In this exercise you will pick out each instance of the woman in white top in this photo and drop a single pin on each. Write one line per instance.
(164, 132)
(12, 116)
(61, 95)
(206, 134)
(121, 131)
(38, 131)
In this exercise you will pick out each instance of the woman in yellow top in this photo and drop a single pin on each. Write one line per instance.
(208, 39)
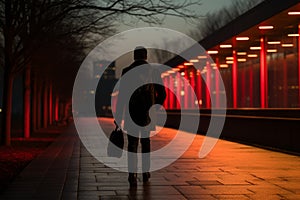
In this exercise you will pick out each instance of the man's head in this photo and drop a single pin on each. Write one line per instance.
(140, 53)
--
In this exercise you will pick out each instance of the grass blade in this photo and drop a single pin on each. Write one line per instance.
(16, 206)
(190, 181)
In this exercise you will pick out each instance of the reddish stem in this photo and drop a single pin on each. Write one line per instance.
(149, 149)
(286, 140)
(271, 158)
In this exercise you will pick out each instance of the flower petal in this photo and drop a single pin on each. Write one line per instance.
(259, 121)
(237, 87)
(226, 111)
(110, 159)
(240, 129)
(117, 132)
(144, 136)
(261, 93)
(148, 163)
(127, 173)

## What this task involves
Gather every line from the listing above that contains the word "woman" and copy each of them in full.

## Response for this exercise
In this exercise you will pick out each instance of the woman in white top in this photo and drop a single pin on each. Write one line per instance.
In this exercise you will pick out each instance of the woman in yellow top in this photo and drop a single pin on each. Write one line per instance.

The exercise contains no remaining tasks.